Scan the records beneath this line for the line holding "Query: white cactus hair" and the line holding "Might I ask you to point at the red", then transcribe exactly those two and all lines between.

[Stored entries]
=====
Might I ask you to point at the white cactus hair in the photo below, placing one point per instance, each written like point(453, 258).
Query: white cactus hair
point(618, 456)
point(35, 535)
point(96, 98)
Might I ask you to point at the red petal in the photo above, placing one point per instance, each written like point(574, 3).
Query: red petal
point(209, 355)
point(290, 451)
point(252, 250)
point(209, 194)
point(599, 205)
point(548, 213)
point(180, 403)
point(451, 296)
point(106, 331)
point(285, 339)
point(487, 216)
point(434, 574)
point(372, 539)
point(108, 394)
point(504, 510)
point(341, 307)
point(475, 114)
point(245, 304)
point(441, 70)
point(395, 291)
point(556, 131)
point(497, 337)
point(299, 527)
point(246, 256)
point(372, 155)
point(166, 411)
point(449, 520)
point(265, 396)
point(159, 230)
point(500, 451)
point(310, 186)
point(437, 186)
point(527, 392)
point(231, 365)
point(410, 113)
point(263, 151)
=====
■ ANSWER BELOW:
Query: white cactus hair
point(618, 456)
point(35, 535)
point(96, 98)
Might I ask you to point at the red petal in the photo above, placing one point per instance, each written like point(574, 3).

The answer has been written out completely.